─── Data to process ───

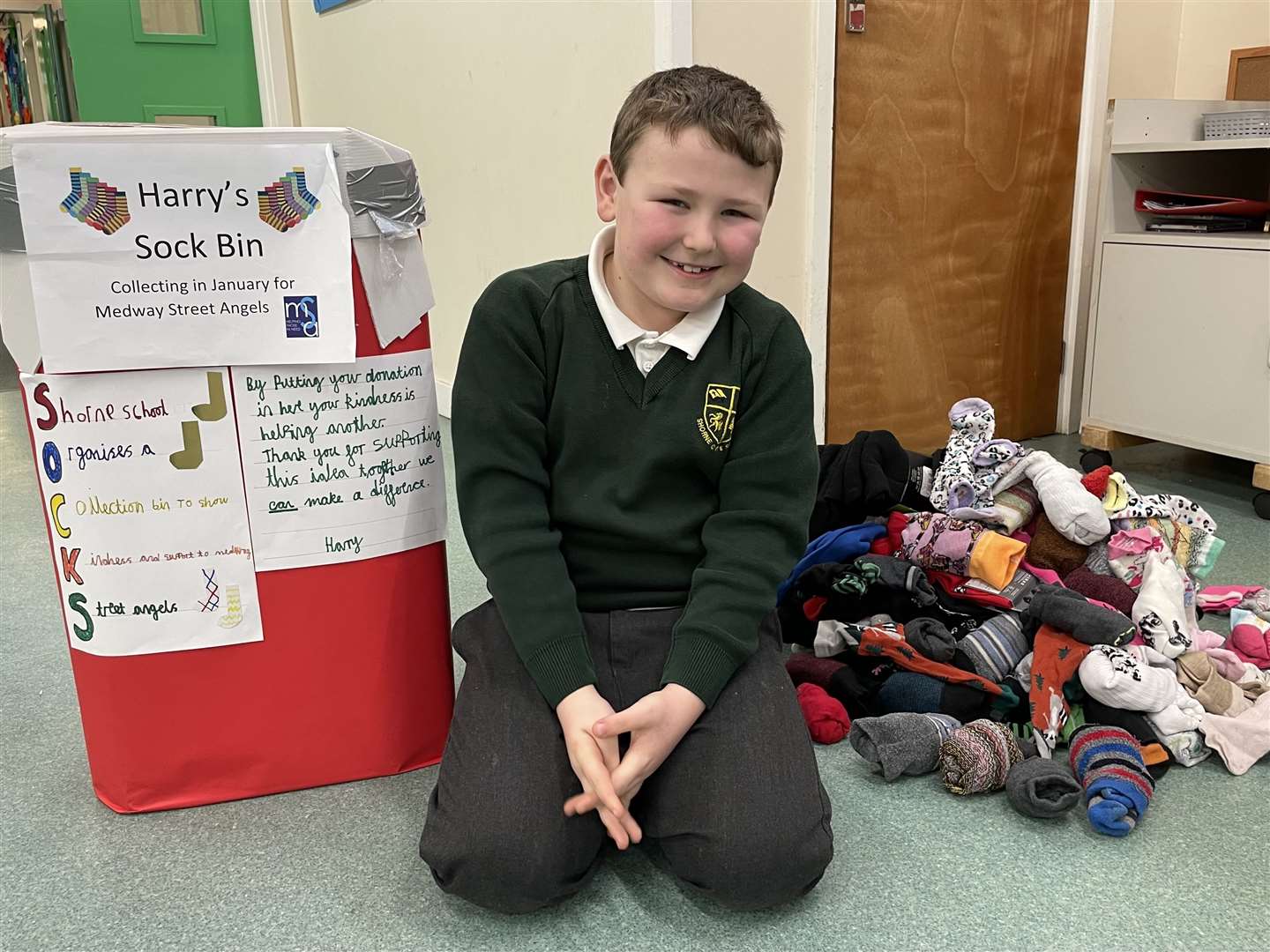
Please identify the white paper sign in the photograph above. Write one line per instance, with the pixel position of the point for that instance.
(176, 256)
(143, 487)
(343, 461)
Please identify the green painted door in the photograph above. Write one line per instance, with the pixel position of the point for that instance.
(184, 61)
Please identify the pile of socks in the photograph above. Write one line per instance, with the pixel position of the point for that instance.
(992, 606)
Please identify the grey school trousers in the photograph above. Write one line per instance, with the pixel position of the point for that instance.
(736, 810)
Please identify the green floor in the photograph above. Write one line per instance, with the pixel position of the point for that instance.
(915, 867)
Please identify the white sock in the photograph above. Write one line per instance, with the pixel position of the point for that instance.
(1160, 611)
(1120, 678)
(1073, 510)
(1185, 714)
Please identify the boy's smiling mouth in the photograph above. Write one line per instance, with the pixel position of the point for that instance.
(691, 271)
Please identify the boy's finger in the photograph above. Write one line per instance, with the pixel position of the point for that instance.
(600, 781)
(615, 829)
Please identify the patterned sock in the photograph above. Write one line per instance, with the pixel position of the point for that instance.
(996, 646)
(900, 744)
(1108, 763)
(1042, 787)
(1123, 678)
(977, 758)
(1056, 658)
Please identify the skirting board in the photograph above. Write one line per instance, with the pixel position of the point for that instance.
(444, 391)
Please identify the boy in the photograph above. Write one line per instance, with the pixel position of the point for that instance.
(635, 470)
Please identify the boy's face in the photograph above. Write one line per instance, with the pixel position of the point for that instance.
(681, 204)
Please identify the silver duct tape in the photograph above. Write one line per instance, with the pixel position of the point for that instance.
(389, 196)
(11, 216)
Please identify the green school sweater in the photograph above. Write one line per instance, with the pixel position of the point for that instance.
(585, 487)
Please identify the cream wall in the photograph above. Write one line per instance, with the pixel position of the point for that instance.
(504, 106)
(768, 45)
(1180, 48)
(507, 106)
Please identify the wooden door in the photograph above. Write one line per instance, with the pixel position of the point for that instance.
(954, 160)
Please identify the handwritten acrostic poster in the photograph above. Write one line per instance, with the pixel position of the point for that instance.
(169, 254)
(342, 461)
(143, 487)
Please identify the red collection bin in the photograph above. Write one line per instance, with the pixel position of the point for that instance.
(354, 680)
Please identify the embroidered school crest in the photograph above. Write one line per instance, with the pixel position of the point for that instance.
(719, 415)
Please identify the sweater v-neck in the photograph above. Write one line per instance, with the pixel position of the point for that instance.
(638, 387)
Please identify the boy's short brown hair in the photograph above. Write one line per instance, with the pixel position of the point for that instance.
(728, 109)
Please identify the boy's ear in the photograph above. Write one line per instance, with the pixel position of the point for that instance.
(606, 190)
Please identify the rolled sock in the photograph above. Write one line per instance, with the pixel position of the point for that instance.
(1223, 598)
(826, 718)
(1186, 747)
(1072, 614)
(1160, 609)
(1120, 677)
(900, 744)
(1096, 481)
(1056, 659)
(977, 758)
(1195, 673)
(920, 693)
(1042, 787)
(1185, 714)
(1012, 508)
(996, 557)
(1243, 740)
(959, 482)
(1154, 755)
(804, 666)
(996, 646)
(930, 639)
(940, 542)
(1250, 637)
(1050, 548)
(1104, 588)
(1070, 507)
(1226, 661)
(1108, 763)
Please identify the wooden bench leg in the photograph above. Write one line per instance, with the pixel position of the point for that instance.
(1102, 438)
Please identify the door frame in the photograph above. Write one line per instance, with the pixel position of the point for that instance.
(1080, 263)
(274, 72)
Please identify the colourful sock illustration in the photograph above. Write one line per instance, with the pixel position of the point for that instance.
(233, 607)
(190, 457)
(213, 598)
(288, 202)
(97, 204)
(215, 406)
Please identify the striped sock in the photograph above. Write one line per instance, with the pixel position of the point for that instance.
(996, 646)
(1108, 763)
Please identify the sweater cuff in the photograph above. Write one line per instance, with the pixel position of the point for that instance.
(560, 668)
(701, 666)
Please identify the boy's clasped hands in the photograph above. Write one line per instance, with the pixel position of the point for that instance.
(657, 723)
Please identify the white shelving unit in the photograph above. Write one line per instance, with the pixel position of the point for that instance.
(1179, 343)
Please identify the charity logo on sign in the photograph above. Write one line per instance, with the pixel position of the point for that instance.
(288, 202)
(95, 204)
(302, 316)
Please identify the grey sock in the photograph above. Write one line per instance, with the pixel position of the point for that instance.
(1042, 787)
(897, 743)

───

▸ **What to do**
Write the entries above out in full, exactly, with no images.

▸ **Completed task**
Please identify the white paper sign in the photograph above. Write one line per instance, with the pixel position of the point for that instance.
(176, 256)
(143, 487)
(343, 461)
Please identify the green painted door in the photograph above. Write one line per instance, with the pixel position of the point for that instance.
(184, 61)
Please identify the pile of socks in the photograph above. Write one line per instance, with the pixel position of the point for that instance.
(992, 606)
Please identify the grey school trousers in the photograph above. Write one line per instance, with the pixel position of the point for that instance.
(736, 810)
Please identify the green floor in the photograph above. Write one line per instance, with the pixel position of the point for that instance.
(915, 867)
Please identify the white sock in the photograph above. Write one line per instance, with the pixel position of the point for that instance.
(1160, 611)
(1120, 678)
(1073, 510)
(1185, 714)
Please identify the boy's smiling mouth in the photograph above. Write one line per instance, with the pixel position of the point for that instance.
(691, 271)
Please identify the boy's finger in the photograph above. Write one line per instance, with the pixel position of the point for that instance.
(600, 781)
(615, 829)
Please identify the patterned sock in the photograph above. Write one line per instance, with the pixel position of the point for that instance.
(996, 646)
(900, 744)
(1108, 763)
(1042, 787)
(1123, 678)
(977, 758)
(1056, 658)
Please identify the skirting board in the photograph above. Write one line per instance, with the pixel position of the point for that instance.
(444, 391)
Please identify the boy in the photograph above. Write one line per instance, with the pixel position of the point for that instance.
(635, 470)
Please identify the boy's face in the photograph above. Write one line per instance, with the pixel position of the point for that instance.
(681, 204)
Please identify the silver duct tape in the photograph above. Write one line per instance, with the pixel position of the point for that instance.
(389, 196)
(11, 216)
Please identify the green school sweater in the photograph above. Write one line per instance, with the pixel position of the point for that instance.
(585, 487)
Please identify the cream wall in the photograph above. Write one line per instance, with the pixel position of the point for that instance.
(504, 106)
(768, 45)
(1180, 48)
(507, 106)
Please identify the wooden door in the photograph above. Write one line per instance, with the pixel position of the point for that instance.
(954, 160)
Please identify the handwritten acrostic poster in the photograph above. Write one line per instance, with the pixel position of the point for that instance.
(169, 254)
(342, 461)
(143, 487)
Please identify the red collection bin in the photograph above. Write one line per instance, with the pixel position of the point for that instance.
(354, 680)
Please identify the embroidered school crest in the photograph above. Write one line per instance, with the pixel position of the point for that instance.
(719, 415)
Please identify the sweater v-neck in the photograph above. Write one line per instance, with the pixel position of the point for that instance.
(638, 387)
Please identify the boy's short brown hair in the photograph above. Write one line per instance, with the pixel position of the point for that instance.
(728, 109)
Please identify the boy's ear in the photograph above. Write one line per instance, with the pixel position of the point for that instance.
(606, 190)
Please identify the rolled sock in the photograph above. Write one line per instance, with the pixel position of the point for that instance.
(1223, 598)
(826, 718)
(1186, 747)
(1072, 614)
(1160, 609)
(1120, 677)
(900, 744)
(1096, 481)
(1056, 659)
(977, 758)
(1195, 673)
(920, 693)
(1042, 787)
(1185, 714)
(1012, 508)
(996, 557)
(1243, 740)
(959, 482)
(1154, 755)
(804, 666)
(996, 646)
(930, 639)
(940, 542)
(1250, 637)
(1050, 548)
(1104, 588)
(1070, 507)
(1226, 661)
(1108, 763)
Please identify the wooden bench leg in the photograph above. Write one line per instance, with the pixel position of the point for that instance.
(1102, 438)
Please identify the door frame in the photograph above. Write one line per instance, with the pixel position of the point for that instance.
(1080, 263)
(274, 72)
Please identify the colourful sock illustration in the photograph above. Write one line per instance, with the pixel position of the point for that instance.
(233, 607)
(190, 457)
(213, 598)
(288, 202)
(97, 204)
(215, 406)
Please identify the striped sock in the photograph above. Write one line per instance, with the pixel position of the point for that instance.
(996, 646)
(1108, 763)
Please identify the sweater cuff in the photograph above. Write one line per instance, with the pixel position of the point for that instance.
(560, 668)
(701, 666)
Please identify the boy's clasped hands in the photograph above. Write one line per instance, with the pixel position of the point for that instance.
(657, 723)
Please identify the white shelving unit in the photograph above. Write one line per instance, with the pixel position of the point for that instance.
(1179, 343)
Please identify the charity logo on sign in the photograph above. Write one line per instance, with the pixel position of the point for that instance.
(288, 202)
(95, 204)
(302, 316)
Please identify the grey sock in the photograph above. Write one line per instance, with the pixel position of the point for that instance.
(1042, 787)
(897, 743)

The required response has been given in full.